Dans une lettre adressée au Chef de file de l’opposition, (CFOP), Zéphirin Diabré, le président du Faso annonce la tenue d’un dialogue politique. Il doit, en principe, débuter aujourd’hui 15 juillet et refermera ses portes le 22 prochain. Pendant 7 jours donc, les participants (majorité et opposition) se pencheront sur les grands problèmes qui secouent la Nation afin de leur trouver des solutions. Il faut rappeler que ledit dialogue se déroulera autour des deux points centraux suivants : le Code électoral et la situation nationale. Ce premier point central se décline en des sous-points. Au nombre de ceux-ci, on peut citer, entre autres, le vote des Burkinabè de l’étranger, l’élection au suffrage universel direct des présidents de Conseil des collectivités territoriales. Le deuxième point central est la situation nationale. Ses sous-points portent, entre autres, sur la question sécuritaire, la question de la réconciliation nationale, celle de l’unité nationale et de la cohésion sociale.

Une chose est de tenir un dialogue, une autre est que ce cadre accouche de solutions susceptibles de sauver le Burkina

L’on peut se réjouir d’emblée que les acteurs politiques majeurs aient enfin réussi à aplanir leurs divergences pour permettre à cet événement d’intérêt national d’avoir lieu. En effet, initialement prévu pour avril dernier et boudé par l’opposition au motif que la partie d’en face n’avait pas pris en compte ses préalables, c’est finalement en juillet que le dialogue se tient. Et la date a été arrêtée suite à des concertations entre les deux parties et après le rapport du comité préparatoire. En tout cas, c’est ce qui ressort de la lettre du président du Faso, adressée au Chef de file de l’opposition. L’on peut également se féliciter que les grands défis du moment auxquels la Nation est confrontée, figurent à l’ordre du jour du dialogue politique. On peut, à titre d’exemple, citer la question sécuritaire et celle de la réconciliation nationale. Mais, n’allons pas trop vite en besogne. Car, une chose est de tenir un dialogue parce que la situation l’exige, une autre est que ce cadre accouche de solutions susceptibles de sauver le Burkina. Pour se donner toutes les chances pour que ces pourparlers n’accouchent pas d’une souris, il faut absolument que les deux parties fassent preuve de ce qui suit. D’abord, la sincérité doit être de mise. Cette qualité, on le sait, est la chose la moins partagée chez les hommes politiques. En pareilles occasions, On avance généralement masqué. Chacun y vient avec le secret espoir de tirer la couverture à soi, si fait que tous les coups bas sont permis. Pour reprendre Nicolas Machiavel, en politique, « seules les fins justifient les moyens ». La situation du pays ne peut pas s’accommoder d’une telle perception des choses. La deuxième qualité qui doit s’inviter aux débats, est la confiance mutuelle. Et cette qualité découle justement de la sincérité des uns et des autres. En effet, pour parler comme les pédagogues, la sincérité s’avère comme un prérequis si l’on veut que les uns et les autres se fassent confiance. La troisième et dernière exigence est que les uns et les autres s’accordent sur les objectifs à atteindre à l’issue du dialogue. Sur ce point, il ne doit pas y avoir matière à tergiverser. En effet, tous les participants doivent tendre vers l’intérêt supérieur de la Nation.

-------

* _Problèmes à résoudre_
1. D'après le texte sur le dialogue politique au Burkina, autour de quels deux points centraux ce dialogue se déroulera-t-il ?
2. Dans les enregistrements, mettez à jour le passage allant de la ligne contenant « Reviewer note: confirm that each instance of the building » jusqu'à celle contenant « [(94, 76), (109, 74), (20, 83), (115, 69)] », bornes comprises, en remplaçant « keypoint » par « landmark ». Ne redonnez que ces lignes.
Le texte et les enregistrements sont deux documents sans rapport entre eux.

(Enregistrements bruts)

-------

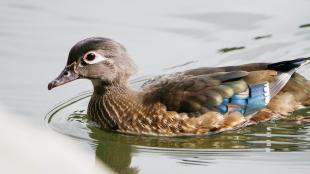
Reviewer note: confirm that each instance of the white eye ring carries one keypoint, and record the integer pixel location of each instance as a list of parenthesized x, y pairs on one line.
[(93, 57)]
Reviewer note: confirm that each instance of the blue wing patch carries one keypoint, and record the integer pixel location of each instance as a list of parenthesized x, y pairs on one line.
[(255, 98)]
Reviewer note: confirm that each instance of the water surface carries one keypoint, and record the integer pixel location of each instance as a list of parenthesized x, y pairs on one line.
[(161, 37)]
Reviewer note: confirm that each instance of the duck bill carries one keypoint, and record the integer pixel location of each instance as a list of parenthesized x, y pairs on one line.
[(67, 75)]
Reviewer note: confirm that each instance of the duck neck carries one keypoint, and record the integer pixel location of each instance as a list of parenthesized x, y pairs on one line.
[(109, 105)]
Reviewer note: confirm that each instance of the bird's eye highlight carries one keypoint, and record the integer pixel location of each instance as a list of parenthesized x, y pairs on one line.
[(92, 58)]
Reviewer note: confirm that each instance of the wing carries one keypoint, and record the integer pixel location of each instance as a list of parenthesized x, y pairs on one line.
[(244, 88)]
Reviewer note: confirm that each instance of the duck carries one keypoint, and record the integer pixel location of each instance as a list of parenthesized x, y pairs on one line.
[(198, 101)]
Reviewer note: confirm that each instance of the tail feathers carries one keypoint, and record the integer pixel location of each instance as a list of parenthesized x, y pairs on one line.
[(286, 69), (286, 66)]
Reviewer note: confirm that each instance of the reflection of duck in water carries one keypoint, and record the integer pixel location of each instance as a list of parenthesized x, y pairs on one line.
[(113, 152), (196, 101)]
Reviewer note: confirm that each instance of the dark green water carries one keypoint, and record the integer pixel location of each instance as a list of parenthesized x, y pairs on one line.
[(275, 144), (161, 37)]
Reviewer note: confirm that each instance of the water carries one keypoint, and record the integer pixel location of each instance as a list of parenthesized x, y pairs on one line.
[(37, 35)]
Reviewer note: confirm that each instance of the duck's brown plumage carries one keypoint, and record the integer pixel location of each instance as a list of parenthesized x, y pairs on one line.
[(184, 103)]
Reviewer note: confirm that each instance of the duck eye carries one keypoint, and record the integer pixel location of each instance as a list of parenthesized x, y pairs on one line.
[(90, 56)]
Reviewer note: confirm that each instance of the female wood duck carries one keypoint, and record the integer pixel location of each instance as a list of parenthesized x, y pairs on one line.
[(193, 102)]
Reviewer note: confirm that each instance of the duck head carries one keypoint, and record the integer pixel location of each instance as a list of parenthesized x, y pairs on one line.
[(101, 60)]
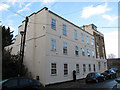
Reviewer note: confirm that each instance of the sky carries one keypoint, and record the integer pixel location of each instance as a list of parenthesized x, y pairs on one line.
[(104, 14)]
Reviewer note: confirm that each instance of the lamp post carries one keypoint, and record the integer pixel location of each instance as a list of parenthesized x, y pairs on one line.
[(21, 48)]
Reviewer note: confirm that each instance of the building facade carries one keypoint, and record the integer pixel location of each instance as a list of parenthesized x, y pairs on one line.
[(113, 63), (55, 47)]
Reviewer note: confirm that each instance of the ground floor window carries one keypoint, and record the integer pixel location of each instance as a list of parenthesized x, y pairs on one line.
[(65, 69), (53, 69), (99, 65), (77, 69), (84, 68), (94, 67), (89, 68)]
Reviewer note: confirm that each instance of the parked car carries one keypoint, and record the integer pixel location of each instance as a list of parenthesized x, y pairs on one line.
[(94, 76), (109, 74), (20, 83), (115, 69)]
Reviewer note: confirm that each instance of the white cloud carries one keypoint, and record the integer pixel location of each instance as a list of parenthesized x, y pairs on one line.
[(111, 42), (11, 28), (91, 10), (48, 1), (4, 7), (25, 8), (110, 18)]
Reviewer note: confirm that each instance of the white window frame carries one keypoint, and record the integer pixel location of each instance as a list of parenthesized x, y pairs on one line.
[(64, 48), (83, 51), (98, 56), (92, 41), (75, 34), (65, 69), (53, 24), (84, 68), (87, 39), (76, 51), (93, 54), (77, 68), (89, 67), (82, 37), (94, 67), (64, 30), (88, 52), (53, 45), (53, 68)]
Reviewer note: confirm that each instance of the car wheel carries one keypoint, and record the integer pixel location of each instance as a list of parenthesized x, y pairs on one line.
[(96, 81), (111, 77), (86, 81)]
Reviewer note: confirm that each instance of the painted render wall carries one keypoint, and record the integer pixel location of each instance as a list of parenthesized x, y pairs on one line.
[(38, 55)]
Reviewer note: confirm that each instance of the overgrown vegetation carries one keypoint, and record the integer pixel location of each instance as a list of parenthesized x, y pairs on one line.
[(10, 62)]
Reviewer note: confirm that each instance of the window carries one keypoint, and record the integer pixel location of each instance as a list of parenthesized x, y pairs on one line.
[(76, 51), (64, 48), (105, 65), (94, 67), (53, 45), (88, 51), (83, 51), (53, 24), (65, 69), (77, 68), (96, 38), (64, 30), (92, 41), (84, 68), (89, 68), (12, 83), (93, 54), (97, 51), (87, 40), (24, 81), (82, 37), (75, 34), (103, 52), (99, 65), (53, 69)]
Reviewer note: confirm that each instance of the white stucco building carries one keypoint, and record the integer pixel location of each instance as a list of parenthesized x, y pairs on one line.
[(55, 47)]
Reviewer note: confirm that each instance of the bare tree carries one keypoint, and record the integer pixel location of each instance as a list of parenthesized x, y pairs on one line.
[(111, 55)]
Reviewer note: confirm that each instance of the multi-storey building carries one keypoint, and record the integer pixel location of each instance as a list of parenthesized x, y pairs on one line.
[(55, 47)]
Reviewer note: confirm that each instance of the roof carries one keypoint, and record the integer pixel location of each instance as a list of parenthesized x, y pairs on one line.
[(61, 18), (93, 29), (113, 59)]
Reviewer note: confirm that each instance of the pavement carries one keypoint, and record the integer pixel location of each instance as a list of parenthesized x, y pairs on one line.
[(81, 84)]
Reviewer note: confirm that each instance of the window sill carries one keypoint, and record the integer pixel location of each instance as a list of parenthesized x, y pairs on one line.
[(53, 50), (53, 74), (64, 53), (66, 75)]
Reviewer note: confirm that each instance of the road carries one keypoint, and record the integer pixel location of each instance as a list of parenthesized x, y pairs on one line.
[(107, 84)]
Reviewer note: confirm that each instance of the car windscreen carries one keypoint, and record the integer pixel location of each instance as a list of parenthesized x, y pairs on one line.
[(3, 81), (91, 74)]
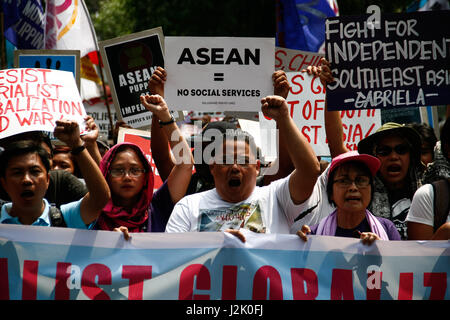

-------

* _Réponses dans l'ordre_
1. Le Code électoral et la situation nationale.

2.
Reviewer note: confirm that each instance of the building facade carries one landmark, and record the integer pixel location of each instance as a list of parenthesized x, y pairs on one line.
[(113, 63), (55, 47)]
Reviewer note: confirm that each instance of the ground floor window carries one landmark, and record the integer pixel location of each instance as a list of parenthesized x, y pairs on one line.
[(65, 69), (53, 69), (99, 65), (77, 69), (84, 68), (94, 67), (89, 68)]
Reviewer note: confirm that each instance of the parked car carries one landmark, and record the integer pixel location of each instance as a list of parenthesized x, y pairs on one line.
[(94, 76), (109, 74), (20, 83), (115, 69)]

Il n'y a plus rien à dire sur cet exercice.